* _Data excerpts_:

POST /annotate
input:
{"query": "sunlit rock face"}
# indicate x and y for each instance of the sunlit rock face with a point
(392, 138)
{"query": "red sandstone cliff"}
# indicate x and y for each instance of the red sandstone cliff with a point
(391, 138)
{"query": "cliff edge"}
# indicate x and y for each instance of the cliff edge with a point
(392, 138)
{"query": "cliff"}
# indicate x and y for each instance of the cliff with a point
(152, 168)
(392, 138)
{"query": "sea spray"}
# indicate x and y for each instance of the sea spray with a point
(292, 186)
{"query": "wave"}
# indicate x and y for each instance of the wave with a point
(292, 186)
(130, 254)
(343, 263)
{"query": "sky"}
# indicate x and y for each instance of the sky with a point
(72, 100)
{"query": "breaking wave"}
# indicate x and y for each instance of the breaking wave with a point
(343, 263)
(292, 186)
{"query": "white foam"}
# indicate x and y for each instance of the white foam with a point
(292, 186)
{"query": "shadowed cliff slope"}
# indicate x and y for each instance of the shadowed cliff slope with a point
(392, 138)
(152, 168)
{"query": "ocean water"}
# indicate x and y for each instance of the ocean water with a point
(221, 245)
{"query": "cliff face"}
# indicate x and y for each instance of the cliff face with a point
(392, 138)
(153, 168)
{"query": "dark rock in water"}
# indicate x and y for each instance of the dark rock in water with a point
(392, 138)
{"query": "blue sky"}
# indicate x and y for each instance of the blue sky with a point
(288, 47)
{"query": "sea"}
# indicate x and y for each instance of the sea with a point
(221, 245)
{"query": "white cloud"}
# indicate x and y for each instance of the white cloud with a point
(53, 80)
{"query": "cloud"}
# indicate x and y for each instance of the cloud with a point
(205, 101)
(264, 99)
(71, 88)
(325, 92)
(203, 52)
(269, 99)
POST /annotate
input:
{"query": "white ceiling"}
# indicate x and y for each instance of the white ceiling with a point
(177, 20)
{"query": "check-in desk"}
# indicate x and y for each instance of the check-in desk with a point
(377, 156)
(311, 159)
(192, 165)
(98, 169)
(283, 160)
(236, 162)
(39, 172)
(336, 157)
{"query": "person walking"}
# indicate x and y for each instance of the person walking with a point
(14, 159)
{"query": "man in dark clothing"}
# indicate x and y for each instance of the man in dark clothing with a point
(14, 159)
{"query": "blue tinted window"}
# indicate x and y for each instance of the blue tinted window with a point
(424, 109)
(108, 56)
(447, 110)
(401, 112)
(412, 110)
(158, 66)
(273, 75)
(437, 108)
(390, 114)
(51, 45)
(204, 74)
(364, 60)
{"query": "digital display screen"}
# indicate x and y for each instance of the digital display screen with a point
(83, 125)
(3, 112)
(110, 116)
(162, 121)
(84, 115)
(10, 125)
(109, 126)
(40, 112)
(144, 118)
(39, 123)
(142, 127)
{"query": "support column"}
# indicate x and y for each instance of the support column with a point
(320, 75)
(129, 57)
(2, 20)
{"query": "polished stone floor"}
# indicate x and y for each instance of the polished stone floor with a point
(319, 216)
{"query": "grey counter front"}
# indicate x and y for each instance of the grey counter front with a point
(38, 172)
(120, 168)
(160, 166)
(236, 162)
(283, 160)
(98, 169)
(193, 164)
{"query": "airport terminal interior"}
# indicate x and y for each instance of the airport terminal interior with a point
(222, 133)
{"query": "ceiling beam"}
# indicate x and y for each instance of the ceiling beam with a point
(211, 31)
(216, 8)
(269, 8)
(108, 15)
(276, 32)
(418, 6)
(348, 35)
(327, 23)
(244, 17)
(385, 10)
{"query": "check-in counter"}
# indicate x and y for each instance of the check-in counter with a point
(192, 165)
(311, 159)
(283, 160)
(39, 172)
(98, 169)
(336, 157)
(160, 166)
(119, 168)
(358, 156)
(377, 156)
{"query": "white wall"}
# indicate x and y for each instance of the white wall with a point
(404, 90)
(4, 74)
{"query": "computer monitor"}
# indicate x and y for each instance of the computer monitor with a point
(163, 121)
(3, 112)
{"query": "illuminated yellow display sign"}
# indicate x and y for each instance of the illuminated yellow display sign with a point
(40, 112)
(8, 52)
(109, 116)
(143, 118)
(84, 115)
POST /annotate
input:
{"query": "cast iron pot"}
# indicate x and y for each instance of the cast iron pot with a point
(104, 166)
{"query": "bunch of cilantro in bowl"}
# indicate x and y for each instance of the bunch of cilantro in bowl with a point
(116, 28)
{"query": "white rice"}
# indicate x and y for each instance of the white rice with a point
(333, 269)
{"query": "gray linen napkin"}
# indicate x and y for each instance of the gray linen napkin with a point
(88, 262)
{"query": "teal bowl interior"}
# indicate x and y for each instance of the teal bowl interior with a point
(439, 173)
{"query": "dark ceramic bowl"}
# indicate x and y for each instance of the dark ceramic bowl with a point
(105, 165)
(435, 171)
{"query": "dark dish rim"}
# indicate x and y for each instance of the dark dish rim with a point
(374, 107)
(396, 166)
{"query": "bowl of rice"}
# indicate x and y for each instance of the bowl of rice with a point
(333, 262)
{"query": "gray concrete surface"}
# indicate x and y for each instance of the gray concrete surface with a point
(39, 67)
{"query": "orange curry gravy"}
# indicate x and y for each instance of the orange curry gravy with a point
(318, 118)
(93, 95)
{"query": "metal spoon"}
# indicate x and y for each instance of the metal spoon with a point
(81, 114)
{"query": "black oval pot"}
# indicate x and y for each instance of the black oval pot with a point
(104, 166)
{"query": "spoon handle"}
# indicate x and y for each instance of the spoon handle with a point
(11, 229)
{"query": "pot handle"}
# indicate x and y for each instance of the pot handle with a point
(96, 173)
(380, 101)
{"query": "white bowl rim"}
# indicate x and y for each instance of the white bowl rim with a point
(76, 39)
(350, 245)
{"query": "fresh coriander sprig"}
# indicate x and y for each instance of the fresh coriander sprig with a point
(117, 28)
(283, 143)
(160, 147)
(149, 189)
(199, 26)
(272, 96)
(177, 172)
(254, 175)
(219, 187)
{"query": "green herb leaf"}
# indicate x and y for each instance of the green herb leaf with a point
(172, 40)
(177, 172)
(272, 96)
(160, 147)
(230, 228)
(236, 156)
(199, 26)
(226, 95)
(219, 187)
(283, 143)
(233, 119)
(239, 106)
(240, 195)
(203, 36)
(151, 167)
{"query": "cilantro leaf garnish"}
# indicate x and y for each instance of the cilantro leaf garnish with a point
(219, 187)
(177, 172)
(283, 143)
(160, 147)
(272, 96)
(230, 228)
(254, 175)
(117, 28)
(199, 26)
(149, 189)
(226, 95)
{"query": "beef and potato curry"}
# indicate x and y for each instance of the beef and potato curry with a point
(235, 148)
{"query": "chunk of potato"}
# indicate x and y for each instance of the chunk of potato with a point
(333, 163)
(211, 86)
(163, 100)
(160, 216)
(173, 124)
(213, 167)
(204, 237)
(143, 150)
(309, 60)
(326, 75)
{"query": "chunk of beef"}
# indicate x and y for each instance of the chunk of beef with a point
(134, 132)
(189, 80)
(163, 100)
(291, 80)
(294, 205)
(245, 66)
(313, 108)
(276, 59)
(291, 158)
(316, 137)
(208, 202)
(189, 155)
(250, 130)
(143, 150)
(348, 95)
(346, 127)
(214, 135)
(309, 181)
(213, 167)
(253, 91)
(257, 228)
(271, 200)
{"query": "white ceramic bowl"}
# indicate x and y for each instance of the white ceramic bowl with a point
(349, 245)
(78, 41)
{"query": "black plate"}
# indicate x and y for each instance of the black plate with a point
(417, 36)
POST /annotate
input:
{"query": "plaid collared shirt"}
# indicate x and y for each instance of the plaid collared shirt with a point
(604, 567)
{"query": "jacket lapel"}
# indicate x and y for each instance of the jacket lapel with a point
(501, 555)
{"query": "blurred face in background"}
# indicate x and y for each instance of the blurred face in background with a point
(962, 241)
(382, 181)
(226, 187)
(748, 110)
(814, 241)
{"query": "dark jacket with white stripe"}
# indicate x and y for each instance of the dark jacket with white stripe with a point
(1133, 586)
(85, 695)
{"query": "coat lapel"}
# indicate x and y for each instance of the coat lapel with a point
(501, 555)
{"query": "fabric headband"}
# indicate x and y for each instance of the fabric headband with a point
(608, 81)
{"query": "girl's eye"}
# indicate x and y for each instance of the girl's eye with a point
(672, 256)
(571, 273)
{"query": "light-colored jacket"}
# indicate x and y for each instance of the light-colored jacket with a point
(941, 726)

* _Aim of the exercise_: Select every line of the data that contains the word "blurred". Case counts.

* _Task solution_:
{"query": "blurred face in background"}
# indicate x and y for each instance of the blurred face in background with a point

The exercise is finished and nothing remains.